Task brief
Pick up the forum thread on black algae in a vivarium at the point where it stops, and write what comes next.

Passage for review
# Black algae...



## C.A.Caron (Apr 30, 2004)

Hi everyone, In my custom vivarium and have some problems with some slimy black algae growing and competing against the Jave moss in the water section.

The temperature seems alright at around 77°F. I also have a small waterfall in there so the water is not stagnant.

I would like to know if anyone here ever had that problem and if so some corrections I could do to prevent this algae from growing everywhere. :x Its really not pretty.

Any help is greatly appreciated.

Thanks,

Charles


----------



## JoshKaptur (Feb 17, 2004)

If you have high light and enough nutrients in your water, you will get algae. Java moss is not that efficient at removing nitrogen from the water. My best advice is to get some fast growing plants that will send roots down into the water (through the soil into the false bottom, leca, or gravel). This will act as a "nutrient sponge" and possibly outcompete the algae.

You may need to physically remove as much algae as possible to help in the war.

hth,
JOSH

P.S. This advice is not from my exprience in dart frog tanks, but I have used similar methods in high light planted fish tanks.


----------



## Moe (Feb 15, 2004)

Probably some type of slime mold, though its doubtful it would be black.

Do a search on slime mold; they grew all over my glass in some vivs.

M.N


----------



## rmelancon (Apr 5, 2004)

Source material
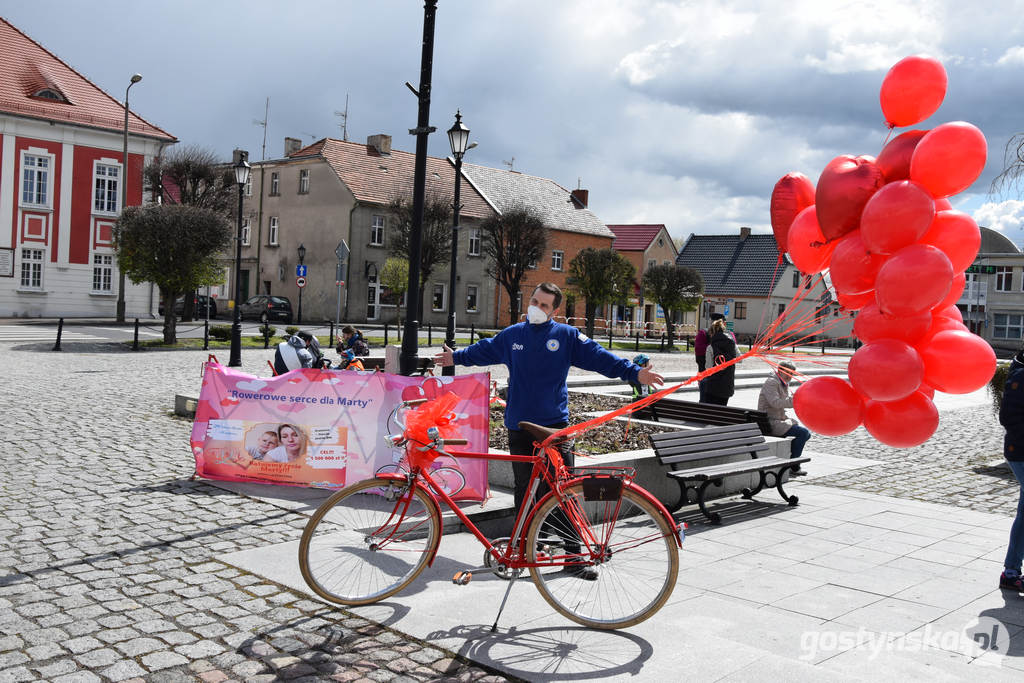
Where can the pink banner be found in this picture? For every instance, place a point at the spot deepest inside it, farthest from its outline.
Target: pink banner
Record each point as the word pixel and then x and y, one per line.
pixel 324 428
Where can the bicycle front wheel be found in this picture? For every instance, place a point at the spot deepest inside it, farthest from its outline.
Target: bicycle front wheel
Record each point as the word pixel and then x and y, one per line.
pixel 627 563
pixel 369 541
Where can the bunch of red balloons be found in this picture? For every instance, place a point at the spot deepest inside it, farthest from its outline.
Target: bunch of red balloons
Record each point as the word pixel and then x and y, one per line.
pixel 895 251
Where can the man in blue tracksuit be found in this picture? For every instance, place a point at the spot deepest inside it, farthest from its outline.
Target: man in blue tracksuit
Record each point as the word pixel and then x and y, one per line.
pixel 539 353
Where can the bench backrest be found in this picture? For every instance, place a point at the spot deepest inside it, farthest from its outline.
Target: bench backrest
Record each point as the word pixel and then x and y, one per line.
pixel 678 447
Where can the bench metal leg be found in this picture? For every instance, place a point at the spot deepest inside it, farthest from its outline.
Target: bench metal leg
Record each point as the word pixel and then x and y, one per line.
pixel 713 517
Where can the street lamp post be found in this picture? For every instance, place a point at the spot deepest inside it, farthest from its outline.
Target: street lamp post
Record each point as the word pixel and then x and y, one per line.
pixel 302 257
pixel 241 177
pixel 124 198
pixel 458 138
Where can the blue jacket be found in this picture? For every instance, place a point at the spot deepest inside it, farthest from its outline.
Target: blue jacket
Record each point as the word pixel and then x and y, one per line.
pixel 539 357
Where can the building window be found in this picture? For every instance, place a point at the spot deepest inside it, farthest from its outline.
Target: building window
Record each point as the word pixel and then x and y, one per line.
pixel 377 231
pixel 104 196
pixel 32 268
pixel 1008 327
pixel 271 237
pixel 437 299
pixel 35 180
pixel 1004 278
pixel 102 272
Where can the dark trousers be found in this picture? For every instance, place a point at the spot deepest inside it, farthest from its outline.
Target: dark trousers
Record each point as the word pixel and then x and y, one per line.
pixel 521 443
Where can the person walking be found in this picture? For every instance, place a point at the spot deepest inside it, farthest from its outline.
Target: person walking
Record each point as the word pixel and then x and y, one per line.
pixel 539 353
pixel 1012 419
pixel 773 399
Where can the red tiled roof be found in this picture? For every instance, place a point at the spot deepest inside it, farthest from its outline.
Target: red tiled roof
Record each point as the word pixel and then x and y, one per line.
pixel 28 68
pixel 634 238
pixel 378 178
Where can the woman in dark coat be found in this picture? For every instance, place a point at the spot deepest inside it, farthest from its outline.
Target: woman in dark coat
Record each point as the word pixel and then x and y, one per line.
pixel 719 386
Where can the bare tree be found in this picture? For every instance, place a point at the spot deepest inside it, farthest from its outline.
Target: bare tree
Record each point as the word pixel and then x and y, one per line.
pixel 513 241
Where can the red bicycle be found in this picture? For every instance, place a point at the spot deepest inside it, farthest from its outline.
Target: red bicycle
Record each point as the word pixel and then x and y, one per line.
pixel 600 549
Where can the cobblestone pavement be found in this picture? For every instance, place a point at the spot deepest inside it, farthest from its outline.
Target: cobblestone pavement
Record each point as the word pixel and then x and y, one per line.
pixel 109 554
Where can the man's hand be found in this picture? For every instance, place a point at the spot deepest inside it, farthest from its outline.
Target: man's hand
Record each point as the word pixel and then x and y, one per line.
pixel 648 376
pixel 443 358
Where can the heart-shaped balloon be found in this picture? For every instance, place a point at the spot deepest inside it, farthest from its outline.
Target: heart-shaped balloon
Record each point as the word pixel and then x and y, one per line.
pixel 843 189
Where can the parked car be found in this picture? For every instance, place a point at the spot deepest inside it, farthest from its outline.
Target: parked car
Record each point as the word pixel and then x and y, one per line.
pixel 200 309
pixel 264 307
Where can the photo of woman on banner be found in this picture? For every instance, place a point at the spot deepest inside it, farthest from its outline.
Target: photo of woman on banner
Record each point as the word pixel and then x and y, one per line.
pixel 293 444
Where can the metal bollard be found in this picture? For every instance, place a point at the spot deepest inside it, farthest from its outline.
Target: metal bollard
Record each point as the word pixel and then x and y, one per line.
pixel 56 346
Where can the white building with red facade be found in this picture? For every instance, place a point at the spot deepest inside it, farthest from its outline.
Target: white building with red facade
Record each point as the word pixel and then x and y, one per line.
pixel 60 175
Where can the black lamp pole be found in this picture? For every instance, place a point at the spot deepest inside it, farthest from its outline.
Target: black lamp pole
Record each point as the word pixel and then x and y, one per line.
pixel 458 137
pixel 241 177
pixel 302 257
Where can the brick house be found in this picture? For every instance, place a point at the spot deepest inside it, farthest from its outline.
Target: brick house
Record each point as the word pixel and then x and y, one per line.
pixel 60 172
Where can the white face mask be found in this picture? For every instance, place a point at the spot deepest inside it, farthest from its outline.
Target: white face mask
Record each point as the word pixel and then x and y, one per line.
pixel 536 315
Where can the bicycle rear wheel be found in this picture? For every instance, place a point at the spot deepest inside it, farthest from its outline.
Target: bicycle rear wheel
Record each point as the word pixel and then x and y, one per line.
pixel 633 551
pixel 369 541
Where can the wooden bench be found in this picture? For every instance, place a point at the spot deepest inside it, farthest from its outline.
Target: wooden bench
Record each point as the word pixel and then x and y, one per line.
pixel 691 413
pixel 677 449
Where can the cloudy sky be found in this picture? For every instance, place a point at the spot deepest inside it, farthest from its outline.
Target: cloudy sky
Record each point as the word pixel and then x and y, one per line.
pixel 683 113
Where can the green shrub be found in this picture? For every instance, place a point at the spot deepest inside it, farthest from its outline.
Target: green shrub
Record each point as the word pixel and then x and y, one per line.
pixel 221 332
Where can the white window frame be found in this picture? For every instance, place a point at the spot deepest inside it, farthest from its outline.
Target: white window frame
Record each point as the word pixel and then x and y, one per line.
pixel 31 268
pixel 273 232
pixel 433 296
pixel 40 171
pixel 557 259
pixel 377 224
pixel 101 181
pixel 102 270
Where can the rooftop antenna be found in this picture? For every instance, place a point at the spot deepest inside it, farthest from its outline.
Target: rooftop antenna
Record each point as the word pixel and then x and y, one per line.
pixel 344 120
pixel 266 117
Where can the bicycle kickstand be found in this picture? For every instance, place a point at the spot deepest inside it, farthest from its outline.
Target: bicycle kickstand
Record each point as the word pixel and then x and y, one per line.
pixel 515 575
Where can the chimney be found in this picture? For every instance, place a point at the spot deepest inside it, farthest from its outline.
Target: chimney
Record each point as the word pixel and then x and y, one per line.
pixel 581 196
pixel 380 142
pixel 292 144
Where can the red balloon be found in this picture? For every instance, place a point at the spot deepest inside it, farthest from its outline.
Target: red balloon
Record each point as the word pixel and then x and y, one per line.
pixel 903 423
pixel 894 160
pixel 844 188
pixel 957 361
pixel 792 194
pixel 828 406
pixel 852 268
pixel 949 158
pixel 955 291
pixel 956 235
pixel 886 370
pixel 912 90
pixel 855 301
pixel 896 216
pixel 806 244
pixel 871 325
pixel 912 281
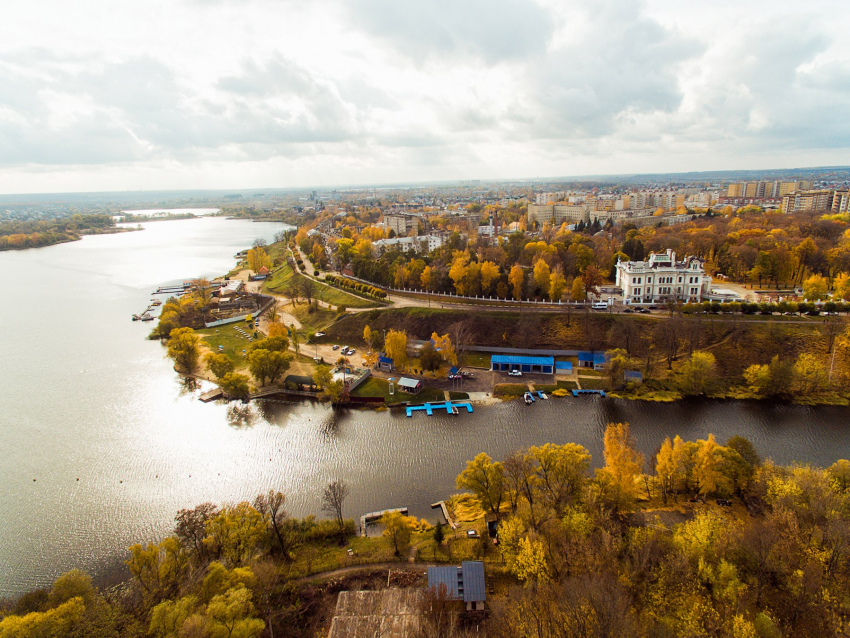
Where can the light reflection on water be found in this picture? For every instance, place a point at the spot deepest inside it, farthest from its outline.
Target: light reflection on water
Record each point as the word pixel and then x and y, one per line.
pixel 84 396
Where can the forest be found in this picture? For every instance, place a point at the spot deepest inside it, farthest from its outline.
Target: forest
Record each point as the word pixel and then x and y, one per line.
pixel 701 539
pixel 17 235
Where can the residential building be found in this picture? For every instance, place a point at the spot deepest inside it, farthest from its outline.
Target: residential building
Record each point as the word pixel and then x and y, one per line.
pixel 803 201
pixel 661 278
pixel 422 243
pixel 464 583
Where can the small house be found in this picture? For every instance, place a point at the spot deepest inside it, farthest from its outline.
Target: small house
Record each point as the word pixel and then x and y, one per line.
pixel 464 583
pixel 633 376
pixel 506 363
pixel 411 386
pixel 595 360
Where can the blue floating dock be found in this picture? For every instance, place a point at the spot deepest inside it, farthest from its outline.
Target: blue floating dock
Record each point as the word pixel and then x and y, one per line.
pixel 599 392
pixel 429 408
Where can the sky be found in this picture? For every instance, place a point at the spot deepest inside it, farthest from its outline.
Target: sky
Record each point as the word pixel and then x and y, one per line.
pixel 111 95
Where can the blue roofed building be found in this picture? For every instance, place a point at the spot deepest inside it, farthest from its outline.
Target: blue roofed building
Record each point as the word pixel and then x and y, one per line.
pixel 595 360
pixel 523 363
pixel 563 367
pixel 464 583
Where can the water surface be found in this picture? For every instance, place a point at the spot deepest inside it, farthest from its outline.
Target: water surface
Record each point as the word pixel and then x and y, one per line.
pixel 102 443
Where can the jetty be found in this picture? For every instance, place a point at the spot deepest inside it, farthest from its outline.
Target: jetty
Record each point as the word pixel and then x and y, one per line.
pixel 448 406
pixel 599 392
pixel 446 515
pixel 212 395
pixel 373 517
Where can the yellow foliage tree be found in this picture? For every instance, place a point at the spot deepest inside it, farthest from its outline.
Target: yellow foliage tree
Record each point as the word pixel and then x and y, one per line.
pixel 395 345
pixel 516 279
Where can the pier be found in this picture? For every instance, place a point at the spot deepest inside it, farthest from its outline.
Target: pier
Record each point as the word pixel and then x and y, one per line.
pixel 599 392
pixel 448 406
pixel 373 517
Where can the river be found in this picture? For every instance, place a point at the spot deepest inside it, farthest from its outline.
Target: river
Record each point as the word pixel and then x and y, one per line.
pixel 102 443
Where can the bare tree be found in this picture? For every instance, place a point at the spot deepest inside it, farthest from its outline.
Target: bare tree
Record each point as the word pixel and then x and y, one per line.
pixel 190 527
pixel 332 500
pixel 270 505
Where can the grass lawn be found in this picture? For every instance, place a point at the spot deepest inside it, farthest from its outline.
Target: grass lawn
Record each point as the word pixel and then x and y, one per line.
pixel 228 337
pixel 282 276
pixel 374 387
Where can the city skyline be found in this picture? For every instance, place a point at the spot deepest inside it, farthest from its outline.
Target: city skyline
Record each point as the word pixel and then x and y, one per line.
pixel 203 94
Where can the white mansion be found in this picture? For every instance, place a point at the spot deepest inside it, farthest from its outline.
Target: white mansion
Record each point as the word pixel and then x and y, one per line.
pixel 661 278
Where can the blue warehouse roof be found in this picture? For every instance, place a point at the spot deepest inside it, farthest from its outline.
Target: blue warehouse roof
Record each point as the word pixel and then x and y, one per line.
pixel 596 357
pixel 522 360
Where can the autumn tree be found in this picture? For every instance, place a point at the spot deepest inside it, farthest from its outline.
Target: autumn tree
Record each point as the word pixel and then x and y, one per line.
pixel 697 374
pixel 234 385
pixel 398 529
pixel 395 345
pixel 485 479
pixel 516 279
pixel 623 464
pixel 268 365
pixel 219 364
pixel 184 348
pixel 235 533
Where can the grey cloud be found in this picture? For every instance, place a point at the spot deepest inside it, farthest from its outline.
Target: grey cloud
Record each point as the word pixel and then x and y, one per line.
pixel 448 29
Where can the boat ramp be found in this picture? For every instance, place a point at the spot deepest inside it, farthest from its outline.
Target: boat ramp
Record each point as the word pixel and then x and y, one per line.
pixel 374 517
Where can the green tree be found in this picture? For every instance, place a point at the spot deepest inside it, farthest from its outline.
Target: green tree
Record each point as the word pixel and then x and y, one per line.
pixel 398 529
pixel 184 348
pixel 395 345
pixel 268 364
pixel 234 385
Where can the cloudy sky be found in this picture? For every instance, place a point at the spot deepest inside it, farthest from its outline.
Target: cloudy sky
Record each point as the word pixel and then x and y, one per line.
pixel 158 94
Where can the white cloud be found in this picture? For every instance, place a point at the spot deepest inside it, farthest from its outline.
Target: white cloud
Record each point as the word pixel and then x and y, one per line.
pixel 98 95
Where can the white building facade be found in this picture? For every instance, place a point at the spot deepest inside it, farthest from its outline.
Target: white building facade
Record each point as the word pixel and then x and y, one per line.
pixel 662 278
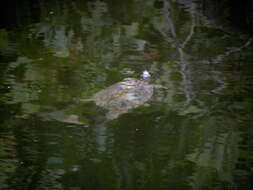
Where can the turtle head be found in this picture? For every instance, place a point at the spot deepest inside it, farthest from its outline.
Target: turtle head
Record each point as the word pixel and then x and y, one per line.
pixel 145 76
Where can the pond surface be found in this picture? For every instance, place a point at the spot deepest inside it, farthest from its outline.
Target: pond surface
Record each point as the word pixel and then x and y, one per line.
pixel 196 133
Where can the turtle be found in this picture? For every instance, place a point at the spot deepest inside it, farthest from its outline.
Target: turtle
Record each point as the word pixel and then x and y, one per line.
pixel 123 96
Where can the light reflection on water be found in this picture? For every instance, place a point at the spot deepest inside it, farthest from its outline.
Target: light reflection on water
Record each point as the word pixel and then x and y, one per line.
pixel 188 135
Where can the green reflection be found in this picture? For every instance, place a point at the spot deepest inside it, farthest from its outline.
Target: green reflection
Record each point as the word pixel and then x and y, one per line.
pixel 195 134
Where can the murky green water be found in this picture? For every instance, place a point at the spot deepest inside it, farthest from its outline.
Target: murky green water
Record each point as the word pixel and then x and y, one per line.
pixel 195 134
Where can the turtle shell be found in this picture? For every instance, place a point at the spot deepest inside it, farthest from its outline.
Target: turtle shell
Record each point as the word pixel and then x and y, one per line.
pixel 123 96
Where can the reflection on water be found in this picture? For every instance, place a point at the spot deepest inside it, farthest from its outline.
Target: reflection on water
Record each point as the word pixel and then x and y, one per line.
pixel 195 134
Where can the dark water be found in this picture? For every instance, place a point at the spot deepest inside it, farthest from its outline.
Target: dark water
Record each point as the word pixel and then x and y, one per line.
pixel 196 134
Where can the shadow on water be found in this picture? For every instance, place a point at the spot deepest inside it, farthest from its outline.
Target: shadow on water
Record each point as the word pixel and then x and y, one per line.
pixel 194 134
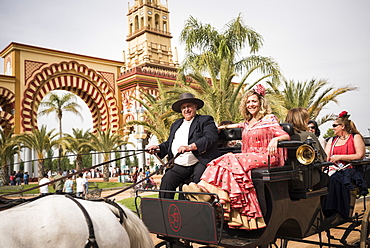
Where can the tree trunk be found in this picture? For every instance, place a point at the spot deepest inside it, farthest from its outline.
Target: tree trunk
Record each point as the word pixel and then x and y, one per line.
pixel 79 162
pixel 5 174
pixel 40 169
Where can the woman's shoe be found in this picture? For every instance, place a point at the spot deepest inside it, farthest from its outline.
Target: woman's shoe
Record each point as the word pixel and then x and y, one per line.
pixel 192 187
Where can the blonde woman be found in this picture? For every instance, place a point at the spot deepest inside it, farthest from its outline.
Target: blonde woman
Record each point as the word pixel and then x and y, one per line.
pixel 229 176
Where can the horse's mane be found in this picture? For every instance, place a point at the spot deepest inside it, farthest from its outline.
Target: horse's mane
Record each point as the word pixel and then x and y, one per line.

Result for this exercise
I have had similar "black algae" take over the java moss in some of my tanks. Not really sure if it is algae or something else. It peels off sometimes fairly easily, sometimes not so easily. Haven't found a way to prevent it although I have java moss in almost all of my tanks and the black stuff has only affected a few. I'll have to look more closely at the differences in the setups. My guess would be amount of light and or moisture, but that's just a swag.


----------



## C.A.Caron (Apr 30, 2004)

Thanks everyone, I will try to add a few more plants. I've done some research but still don't know what kind of algae it is.

Anyway, right now it peels easily so it could be worst I guess.


----------



## Guest (Sep 26, 2004)

its most likely cyanobacteria. Its not really algae and its not really bacteria, somewhere in between. Faster growing plants to out compete is the best bet. I get this kind of algae growing on the leaves of some of my plants. I rub it off when I clean the tank every week or two.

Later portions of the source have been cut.